(QUOTED PASSAGE Opens)

Not only does the CYP450 family of enzymes break down common prescription medications. Research has shown that this family contains one specific enzyme called CYP3A4, which is involved in the metabolism of several cannabinoids, such as cannabidiol. The same studies indicate that CBD may also interfere with the performance of CYP3A4.
Now, CYP3A4 metabolizes nearly 60% of clinically prescribed drugs. And since cannabidiol oil can impede the enzyme’s efficacy, the implication is that consuming CBD might diminish the effects of prescription medications that are metabolized by CYP3A4 if consumed alongside these drugs. But that’s not all.
Certain medications have been shown to inhibit CYP3A4. Therefore, taking cannabidiol oil while on these drugs means your liver won’t break down CBD as efficiently as it usually would.
What Are The Dangers Of Pairing CBD Oil With Prescription Medications?
The biggest problem with consuming cannabidiol oil alongside prescription drugs is that it diminishes the effects of both CBD and those medications. That’s especially if the drugs are renowned CYP3A4 inhibitors. This phenomenon can set in motion a series of other unintended consequences.
For instance, fast metabolism means that the CYP3A4 enzyme breaks down (and eliminates) CBD and other drugs much faster you’re your system. The fast elimination process can lead to reduced drug efficacy. And since you’re not experiencing the desired therapeutic benefits, you may be tempted to up your doses far beyond the recommended serving amounts. Eventually, your body could tolerate CBD or other prescription medications.

(QUOTED PASSAGE Closes)
(MATERIAL PROVIDED Opens)

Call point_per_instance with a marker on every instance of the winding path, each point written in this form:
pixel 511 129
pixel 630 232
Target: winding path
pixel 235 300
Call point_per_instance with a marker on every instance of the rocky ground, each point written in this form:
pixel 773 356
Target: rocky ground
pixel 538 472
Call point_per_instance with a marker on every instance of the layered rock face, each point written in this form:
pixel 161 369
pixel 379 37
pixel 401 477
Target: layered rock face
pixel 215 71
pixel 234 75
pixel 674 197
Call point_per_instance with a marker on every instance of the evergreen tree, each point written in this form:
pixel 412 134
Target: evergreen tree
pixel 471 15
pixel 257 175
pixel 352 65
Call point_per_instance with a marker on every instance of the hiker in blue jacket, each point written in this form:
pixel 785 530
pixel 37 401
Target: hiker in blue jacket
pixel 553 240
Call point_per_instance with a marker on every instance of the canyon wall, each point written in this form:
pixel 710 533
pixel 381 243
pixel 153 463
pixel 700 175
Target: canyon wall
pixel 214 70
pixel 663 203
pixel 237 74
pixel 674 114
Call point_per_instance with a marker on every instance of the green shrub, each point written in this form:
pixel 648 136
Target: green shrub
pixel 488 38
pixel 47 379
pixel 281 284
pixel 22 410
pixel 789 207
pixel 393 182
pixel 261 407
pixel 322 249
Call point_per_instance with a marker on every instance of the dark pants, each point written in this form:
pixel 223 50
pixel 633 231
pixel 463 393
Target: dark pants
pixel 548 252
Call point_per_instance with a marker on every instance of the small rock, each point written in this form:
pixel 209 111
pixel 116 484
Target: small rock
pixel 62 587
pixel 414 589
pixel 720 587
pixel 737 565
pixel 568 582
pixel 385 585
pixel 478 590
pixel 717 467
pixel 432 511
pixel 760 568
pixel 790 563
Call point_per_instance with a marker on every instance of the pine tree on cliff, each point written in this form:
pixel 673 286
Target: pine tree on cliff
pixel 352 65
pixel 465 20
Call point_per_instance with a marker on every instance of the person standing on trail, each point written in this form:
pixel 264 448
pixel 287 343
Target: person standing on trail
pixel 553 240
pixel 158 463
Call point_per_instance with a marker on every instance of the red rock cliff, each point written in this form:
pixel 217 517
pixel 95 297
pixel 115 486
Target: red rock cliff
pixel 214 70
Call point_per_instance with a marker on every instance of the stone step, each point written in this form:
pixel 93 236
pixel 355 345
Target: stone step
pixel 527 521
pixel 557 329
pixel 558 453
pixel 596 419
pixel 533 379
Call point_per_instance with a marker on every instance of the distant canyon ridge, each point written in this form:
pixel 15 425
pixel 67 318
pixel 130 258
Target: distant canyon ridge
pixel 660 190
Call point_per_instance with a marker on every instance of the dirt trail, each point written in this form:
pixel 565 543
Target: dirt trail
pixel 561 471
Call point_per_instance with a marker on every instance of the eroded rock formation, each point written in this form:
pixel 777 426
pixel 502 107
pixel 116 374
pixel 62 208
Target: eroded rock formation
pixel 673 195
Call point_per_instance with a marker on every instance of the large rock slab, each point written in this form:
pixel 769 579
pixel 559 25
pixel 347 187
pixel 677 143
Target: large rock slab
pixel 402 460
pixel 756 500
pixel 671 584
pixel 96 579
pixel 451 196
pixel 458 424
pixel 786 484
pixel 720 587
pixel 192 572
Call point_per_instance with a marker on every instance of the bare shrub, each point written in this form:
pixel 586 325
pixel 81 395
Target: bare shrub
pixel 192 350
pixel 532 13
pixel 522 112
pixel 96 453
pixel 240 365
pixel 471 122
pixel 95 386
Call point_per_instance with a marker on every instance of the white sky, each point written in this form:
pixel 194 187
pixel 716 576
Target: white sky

(MATERIAL PROVIDED Closes)

PROBLEM A - Do these statements agree with the passage on CBD and CYP3A4? Answer yes or no for each and quote the words that decide it. (i) CYP3A4 metabolizes nearly 60% of clinically prescribed drugs. (ii) Certain medications speed up CYP3A4. (iii) CYP3A4 is involved in the metabolism of cannabidiol.
PROBLEM B - Extend the passage on CBD and CYP3A4, starting right after its final sentence.
The rows are separate material, apart from the passage on CBD and CYP3A4.

RESPONSE AREA A -
(i) Yes: "CYP3A4 metabolizes nearly 60% of clinically prescribed drugs."
(ii) No: "Certain medications have been shown to inhibit CYP3A4."
(iii) Yes: "which is involved in the metabolism of several cannabinoids, such as cannabidiol."

RESPONSE AREA B -
On the flip side, the slow metabolism of CBD and prescription drugs can build up these substances in your system. Therefore, even small serving amounts could easily translate into an overdose.
But perhaps the biggest risk of pairing cannabidiol oil with prescription drugs is the associated side effects. Nearly all conventional medications have the potential for inducing adverse reactions. CBD oil isn’t safe, as an overdose can cause negative symptoms like drowsiness, nausea, and dry mouth. Long-term exposure to the compound is linked to liver damage. Therefore, consuming CBD with prescription drugs only doubles the risks of adverse effects.
What Medications Does CBD Oil Interact Most Adversely With?
There’s a plethora of medications that cannabidiol oil can interact adversely with. Notable ones include;
- Antidepressants like citalopram (Celexa) and escitalopram (Lexapro)
- Antihistamines like brompheniramine (Dimetane) and cetirizine (Zyrtec)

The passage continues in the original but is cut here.